• TASK TO CARRY OUT: Copy out the following response on spatializing transnational history word for word, with nothing changed.

• GIVEN PASSAGE:

Both Alcalde’s and Dietze and Katja’s dosseirs address different outlooks on the spatialization of transnational history. Their work discusses scholarly trends that challenge the supposed natural, fundamental, and self-contained nature of spatial units such as the nation-state. In summary, both works argue that spaces are defined and formed through transnational interactions.
Alcalde discusses two methodologies to spatialize transnational history: 1) considering space as flexible and constructivist, and 2) combining spatial scales in a manner that doesn’t challenge established understandings of space directly. Alcalde’s work critically engages with the framework of space and urges historians to study spatial formations, spaces, perceptions of space, spatial dynamics, and spatial practices and uses.
Dietze and Katja’s work, although similarly focusing on spatializing transnational history, narrows in on transnational actors. They critique the previous’ scholarships’ neglect of the rooted element of transnational actors. Not only are these individuals mobile, but they are also rooted within their own regional and local contexts. Thus, they must learn to balance multiple spaces. Not only are these actors connectors, but they have the potential to shape the nation-state in the same way these conceptions of territoriality influence and shape their mobility.
Dietze and Katja’s work reminded me of various dimensions within Kreuder-Sonnen’s work on international scientific exchange and Polish medical experts. Polish physicians such as Bujwid and Ludwik were shaped by national spheres: such as German and French debates on germ theory (in Bujwid’s case forced him to renounce his German teachings to learn from Pasteur), the Tsarist government’s control over Poland’s public health and limitations on Polish leadership, the wider international networks created to address Typhus in the region, and the colonial rhetoric which shaped understanding of Polish regions. The Polish scientists simultaneously shaped these national spheres in an attempt to carve out their own nation state; Bujwid incorporated Parisian and German microbiology and bacteriology in a manner that challenged the Tsarist government’s limits on Polish leadership, Ludwik served as an intermediary in the International committees on Typhus, and Polish scientists responsed to colonial rhetoric and formed their own categorization and distinction (i.e the west and the east).

• GIVEN DATA:
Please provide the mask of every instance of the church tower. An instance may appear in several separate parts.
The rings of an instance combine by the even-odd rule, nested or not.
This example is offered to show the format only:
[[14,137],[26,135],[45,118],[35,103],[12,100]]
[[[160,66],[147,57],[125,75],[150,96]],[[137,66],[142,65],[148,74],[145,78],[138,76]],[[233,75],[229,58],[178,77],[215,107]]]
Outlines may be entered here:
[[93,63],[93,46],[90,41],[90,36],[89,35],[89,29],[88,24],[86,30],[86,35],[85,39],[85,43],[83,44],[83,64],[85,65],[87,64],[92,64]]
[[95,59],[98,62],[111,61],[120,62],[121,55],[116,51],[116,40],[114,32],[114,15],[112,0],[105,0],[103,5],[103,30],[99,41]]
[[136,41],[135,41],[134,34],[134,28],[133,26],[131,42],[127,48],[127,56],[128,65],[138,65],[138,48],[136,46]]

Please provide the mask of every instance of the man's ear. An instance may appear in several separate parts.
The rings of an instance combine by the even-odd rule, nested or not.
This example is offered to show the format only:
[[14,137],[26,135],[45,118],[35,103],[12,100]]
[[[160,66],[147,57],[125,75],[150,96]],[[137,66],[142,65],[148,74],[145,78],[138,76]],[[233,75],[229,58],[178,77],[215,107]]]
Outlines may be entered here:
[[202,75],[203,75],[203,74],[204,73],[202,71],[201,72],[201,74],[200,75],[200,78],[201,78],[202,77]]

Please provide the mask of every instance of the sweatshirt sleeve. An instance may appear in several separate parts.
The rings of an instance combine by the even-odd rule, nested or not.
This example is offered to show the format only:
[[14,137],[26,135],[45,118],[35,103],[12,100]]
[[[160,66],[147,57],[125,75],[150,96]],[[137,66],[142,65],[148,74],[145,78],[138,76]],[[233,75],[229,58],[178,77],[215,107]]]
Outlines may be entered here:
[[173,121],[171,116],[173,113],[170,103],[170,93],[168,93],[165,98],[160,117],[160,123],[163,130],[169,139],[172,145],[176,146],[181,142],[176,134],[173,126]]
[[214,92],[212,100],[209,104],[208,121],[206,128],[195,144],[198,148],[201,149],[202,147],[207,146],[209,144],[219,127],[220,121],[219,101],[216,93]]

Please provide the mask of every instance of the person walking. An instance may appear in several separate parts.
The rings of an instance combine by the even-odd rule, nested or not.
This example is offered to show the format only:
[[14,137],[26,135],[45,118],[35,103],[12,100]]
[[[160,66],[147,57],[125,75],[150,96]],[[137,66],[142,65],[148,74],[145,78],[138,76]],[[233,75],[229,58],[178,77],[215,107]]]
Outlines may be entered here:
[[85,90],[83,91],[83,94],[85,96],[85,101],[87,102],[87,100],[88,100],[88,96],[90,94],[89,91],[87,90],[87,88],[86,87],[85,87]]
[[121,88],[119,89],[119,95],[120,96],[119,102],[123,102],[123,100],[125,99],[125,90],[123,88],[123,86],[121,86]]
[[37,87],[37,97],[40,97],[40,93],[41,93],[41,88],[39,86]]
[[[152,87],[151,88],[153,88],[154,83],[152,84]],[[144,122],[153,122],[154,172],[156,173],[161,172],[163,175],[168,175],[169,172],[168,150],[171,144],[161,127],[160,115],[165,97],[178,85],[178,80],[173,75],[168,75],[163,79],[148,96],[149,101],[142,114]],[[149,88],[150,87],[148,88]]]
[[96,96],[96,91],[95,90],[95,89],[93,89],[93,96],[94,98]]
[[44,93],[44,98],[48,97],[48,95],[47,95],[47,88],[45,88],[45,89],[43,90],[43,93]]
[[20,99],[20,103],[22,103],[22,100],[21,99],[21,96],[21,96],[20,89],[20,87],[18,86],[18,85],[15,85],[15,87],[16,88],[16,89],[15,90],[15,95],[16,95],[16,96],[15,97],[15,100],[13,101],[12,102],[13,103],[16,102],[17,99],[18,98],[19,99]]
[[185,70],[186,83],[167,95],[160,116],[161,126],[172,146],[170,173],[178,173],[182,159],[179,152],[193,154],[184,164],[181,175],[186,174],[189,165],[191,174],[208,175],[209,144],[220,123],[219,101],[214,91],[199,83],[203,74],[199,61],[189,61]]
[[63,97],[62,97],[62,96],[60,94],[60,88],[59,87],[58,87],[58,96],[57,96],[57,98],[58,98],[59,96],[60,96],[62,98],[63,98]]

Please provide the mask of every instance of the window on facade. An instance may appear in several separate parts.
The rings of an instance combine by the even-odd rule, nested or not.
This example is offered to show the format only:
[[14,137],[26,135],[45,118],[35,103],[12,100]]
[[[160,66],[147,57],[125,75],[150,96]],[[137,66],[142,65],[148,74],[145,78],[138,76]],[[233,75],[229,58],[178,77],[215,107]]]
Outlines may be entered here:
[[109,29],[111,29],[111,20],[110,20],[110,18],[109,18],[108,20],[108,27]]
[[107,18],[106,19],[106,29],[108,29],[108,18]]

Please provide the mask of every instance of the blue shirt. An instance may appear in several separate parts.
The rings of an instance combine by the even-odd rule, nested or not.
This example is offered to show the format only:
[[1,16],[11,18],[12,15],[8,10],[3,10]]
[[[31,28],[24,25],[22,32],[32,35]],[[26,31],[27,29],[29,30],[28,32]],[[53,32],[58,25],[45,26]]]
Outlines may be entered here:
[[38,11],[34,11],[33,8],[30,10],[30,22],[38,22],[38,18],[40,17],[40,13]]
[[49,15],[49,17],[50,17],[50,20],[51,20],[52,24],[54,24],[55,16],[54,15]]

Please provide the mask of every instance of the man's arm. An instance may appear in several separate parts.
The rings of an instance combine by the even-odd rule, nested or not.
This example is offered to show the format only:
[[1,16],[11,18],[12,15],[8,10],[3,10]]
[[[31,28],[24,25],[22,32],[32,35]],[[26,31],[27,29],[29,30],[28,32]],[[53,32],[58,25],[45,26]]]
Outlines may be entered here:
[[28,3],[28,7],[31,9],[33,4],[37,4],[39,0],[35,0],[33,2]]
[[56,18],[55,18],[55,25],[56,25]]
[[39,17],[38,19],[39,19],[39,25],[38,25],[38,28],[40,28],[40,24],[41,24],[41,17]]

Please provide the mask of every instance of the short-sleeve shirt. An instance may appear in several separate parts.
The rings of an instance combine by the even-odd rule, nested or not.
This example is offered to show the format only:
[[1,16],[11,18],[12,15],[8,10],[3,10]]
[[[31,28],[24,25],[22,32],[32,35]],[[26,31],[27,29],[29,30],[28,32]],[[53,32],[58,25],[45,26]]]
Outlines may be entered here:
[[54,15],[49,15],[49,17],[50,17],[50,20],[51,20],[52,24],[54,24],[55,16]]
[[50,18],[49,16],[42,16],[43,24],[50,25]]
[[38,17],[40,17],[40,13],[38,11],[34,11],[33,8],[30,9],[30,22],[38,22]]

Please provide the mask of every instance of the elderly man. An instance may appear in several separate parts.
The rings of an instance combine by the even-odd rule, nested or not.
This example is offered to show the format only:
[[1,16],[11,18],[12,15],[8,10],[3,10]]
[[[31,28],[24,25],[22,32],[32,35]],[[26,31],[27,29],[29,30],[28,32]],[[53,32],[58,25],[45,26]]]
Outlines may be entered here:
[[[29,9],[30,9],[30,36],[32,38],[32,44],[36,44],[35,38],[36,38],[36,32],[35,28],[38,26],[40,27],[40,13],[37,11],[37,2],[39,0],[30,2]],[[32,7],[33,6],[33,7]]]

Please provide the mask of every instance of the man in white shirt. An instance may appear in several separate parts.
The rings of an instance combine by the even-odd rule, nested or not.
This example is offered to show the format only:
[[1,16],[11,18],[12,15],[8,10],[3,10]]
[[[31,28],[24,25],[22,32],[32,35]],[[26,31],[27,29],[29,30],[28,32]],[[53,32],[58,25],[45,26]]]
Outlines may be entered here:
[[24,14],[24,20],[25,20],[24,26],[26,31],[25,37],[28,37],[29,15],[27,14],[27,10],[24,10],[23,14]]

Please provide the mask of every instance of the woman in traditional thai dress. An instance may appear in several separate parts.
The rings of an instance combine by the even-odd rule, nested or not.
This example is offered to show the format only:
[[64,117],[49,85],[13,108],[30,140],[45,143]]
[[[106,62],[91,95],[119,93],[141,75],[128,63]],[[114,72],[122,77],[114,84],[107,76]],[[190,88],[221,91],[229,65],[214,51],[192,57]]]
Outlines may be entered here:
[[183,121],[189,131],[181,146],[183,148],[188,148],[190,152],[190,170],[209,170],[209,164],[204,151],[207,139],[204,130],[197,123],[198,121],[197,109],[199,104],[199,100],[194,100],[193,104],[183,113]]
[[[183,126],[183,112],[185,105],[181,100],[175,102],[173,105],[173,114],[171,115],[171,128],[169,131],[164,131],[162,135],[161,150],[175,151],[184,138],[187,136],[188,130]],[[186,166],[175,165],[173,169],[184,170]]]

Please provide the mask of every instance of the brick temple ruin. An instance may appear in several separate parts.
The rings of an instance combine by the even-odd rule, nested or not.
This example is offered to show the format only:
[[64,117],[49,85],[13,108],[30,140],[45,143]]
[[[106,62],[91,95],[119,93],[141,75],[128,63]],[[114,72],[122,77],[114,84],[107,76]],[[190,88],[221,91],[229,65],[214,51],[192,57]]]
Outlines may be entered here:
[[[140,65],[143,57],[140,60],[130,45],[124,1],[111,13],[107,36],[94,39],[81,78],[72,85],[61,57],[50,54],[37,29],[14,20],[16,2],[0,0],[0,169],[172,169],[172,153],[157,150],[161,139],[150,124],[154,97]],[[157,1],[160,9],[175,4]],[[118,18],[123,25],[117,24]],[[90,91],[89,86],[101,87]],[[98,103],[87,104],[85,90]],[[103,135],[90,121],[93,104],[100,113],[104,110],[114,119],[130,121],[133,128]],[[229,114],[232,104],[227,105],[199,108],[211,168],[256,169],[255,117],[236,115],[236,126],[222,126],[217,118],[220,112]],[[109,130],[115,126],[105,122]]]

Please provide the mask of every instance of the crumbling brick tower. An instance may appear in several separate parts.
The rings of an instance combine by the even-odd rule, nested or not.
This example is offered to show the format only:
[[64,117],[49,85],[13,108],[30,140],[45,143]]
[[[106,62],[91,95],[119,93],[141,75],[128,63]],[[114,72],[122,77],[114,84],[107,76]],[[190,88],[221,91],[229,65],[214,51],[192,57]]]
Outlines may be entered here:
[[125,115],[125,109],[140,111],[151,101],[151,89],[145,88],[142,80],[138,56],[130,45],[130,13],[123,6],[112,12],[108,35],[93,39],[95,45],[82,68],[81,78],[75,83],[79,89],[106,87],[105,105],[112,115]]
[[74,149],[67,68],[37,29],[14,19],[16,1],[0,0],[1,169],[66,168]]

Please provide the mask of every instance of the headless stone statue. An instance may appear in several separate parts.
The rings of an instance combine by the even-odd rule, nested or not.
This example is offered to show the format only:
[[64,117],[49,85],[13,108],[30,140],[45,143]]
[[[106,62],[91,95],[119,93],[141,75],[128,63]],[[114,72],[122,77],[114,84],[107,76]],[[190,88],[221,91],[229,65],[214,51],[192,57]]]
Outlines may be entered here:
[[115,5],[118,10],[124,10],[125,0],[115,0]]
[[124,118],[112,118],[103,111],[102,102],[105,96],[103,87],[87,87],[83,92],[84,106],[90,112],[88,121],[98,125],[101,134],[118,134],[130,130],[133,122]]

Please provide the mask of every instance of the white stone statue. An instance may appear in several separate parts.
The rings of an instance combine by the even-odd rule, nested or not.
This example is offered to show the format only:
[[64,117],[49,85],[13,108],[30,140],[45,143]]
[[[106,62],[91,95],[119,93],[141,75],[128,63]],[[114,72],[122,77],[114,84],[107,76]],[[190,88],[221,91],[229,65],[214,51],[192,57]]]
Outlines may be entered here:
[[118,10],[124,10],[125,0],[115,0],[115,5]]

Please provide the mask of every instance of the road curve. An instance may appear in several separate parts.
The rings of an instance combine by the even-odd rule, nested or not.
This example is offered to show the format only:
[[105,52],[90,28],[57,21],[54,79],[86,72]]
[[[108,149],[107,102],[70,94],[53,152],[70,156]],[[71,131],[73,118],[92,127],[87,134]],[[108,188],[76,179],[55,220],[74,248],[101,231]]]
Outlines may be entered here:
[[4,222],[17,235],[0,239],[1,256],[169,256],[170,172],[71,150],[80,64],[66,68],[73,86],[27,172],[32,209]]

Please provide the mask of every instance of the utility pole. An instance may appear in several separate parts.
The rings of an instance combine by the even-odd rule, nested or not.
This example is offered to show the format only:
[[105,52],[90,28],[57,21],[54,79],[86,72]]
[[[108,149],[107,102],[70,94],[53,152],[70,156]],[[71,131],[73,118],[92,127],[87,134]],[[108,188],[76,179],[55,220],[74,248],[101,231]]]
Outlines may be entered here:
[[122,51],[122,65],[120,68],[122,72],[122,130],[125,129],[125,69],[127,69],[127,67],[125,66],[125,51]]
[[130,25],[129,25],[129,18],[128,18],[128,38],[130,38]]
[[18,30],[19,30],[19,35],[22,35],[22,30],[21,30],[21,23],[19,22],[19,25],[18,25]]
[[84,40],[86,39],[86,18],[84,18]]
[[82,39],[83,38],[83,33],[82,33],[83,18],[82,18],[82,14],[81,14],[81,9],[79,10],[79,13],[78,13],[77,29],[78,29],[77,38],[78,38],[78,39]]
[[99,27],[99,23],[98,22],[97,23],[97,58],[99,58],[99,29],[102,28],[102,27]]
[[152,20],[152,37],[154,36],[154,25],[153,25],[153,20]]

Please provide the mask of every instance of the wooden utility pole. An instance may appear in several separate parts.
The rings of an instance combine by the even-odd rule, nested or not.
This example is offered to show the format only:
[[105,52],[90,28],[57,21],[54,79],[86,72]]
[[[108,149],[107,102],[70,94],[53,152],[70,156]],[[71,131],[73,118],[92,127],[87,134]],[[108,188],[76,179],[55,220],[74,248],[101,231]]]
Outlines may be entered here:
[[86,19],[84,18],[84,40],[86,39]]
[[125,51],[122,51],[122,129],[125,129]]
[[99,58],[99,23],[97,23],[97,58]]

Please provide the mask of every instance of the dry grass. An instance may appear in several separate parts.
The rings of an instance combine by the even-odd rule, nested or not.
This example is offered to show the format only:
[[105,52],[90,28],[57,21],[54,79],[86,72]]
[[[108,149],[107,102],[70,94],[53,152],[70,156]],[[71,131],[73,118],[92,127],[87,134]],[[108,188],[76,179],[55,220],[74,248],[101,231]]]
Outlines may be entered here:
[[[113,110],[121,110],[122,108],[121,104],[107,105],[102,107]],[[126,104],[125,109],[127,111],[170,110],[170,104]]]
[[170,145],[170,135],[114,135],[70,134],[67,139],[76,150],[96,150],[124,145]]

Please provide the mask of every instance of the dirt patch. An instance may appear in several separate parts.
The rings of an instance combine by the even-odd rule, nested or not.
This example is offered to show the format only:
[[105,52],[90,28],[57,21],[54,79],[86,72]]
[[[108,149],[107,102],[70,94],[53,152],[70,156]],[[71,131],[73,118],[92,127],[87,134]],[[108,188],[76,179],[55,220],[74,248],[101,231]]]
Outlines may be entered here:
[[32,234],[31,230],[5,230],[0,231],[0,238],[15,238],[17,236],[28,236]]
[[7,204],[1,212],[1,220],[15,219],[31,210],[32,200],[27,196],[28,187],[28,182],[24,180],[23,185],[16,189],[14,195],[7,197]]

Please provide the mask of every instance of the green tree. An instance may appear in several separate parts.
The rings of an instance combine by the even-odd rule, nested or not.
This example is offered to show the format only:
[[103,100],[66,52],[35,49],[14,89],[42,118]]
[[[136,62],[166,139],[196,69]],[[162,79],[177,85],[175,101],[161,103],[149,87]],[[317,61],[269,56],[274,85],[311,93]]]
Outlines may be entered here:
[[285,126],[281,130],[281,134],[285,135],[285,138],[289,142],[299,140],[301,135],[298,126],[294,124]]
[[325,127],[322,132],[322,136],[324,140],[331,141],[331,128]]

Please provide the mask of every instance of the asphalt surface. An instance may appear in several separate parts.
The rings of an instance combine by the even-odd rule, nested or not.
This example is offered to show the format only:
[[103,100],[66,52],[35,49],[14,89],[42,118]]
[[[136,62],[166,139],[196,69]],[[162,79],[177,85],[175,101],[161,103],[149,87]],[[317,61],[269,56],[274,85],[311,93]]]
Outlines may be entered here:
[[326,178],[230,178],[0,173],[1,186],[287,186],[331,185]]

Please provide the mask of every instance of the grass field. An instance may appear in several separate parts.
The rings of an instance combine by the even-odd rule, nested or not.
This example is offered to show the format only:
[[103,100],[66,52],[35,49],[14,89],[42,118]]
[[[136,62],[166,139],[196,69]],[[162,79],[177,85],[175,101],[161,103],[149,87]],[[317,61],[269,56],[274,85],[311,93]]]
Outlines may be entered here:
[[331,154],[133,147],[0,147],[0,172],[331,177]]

• RESULT BELOW:
Both Alcalde’s and Dietze and Katja’s dosseirs address different outlooks on the spatialization of transnational history. Their work discusses scholarly trends that challenge the supposed natural, fundamental, and self-contained nature of spatial units such as the nation-state. In summary, both works argue that spaces are defined and formed through transnational interactions.
Alcalde discusses two methodologies to spatialize transnational history: 1) considering space as flexible and constructivist, and 2) combining spatial scales in a manner that doesn’t challenge established understandings of space directly. Alcalde’s work critically engages with the framework of space and urges historians to study spatial formations, spaces, perceptions of space, spatial dynamics, and spatial practices and uses.
Dietze and Katja’s work, although similarly focusing on spatializing transnational history, narrows in on transnational actors. They critique the previous’ scholarships’ neglect of the rooted element of transnational actors. Not only are these individuals mobile, but they are also rooted within their own regional and local contexts. Thus, they must learn to balance multiple spaces. Not only are these actors connectors, but they have the potential to shape the nation-state in the same way these conceptions of territoriality influence and shape their mobility.
Dietze and Katja’s work reminded me of various dimensions within Kreuder-Sonnen’s work on international scientific exchange and Polish medical experts. Polish physicians such as Bujwid and Ludwik were shaped by national spheres: such as German and French debates on germ theory (in Bujwid’s case forced him to renounce his German teachings to learn from Pasteur), the Tsarist government’s control over Poland’s public health and limitations on Polish leadership, the wider international networks created to address Typhus in the region, and the colonial rhetoric which shaped understanding of Polish regions. The Polish scientists simultaneously shaped these national spheres in an attempt to carve out their own nation state; Bujwid incorporated Parisian and German microbiology and bacteriology in a manner that challenged the Tsarist government’s limits on Polish leadership, Ludwik served as an intermediary in the International committees on Typhus, and Polish scientists responsed to colonial rhetoric and formed their own categorization and distinction (i.e the west and the east).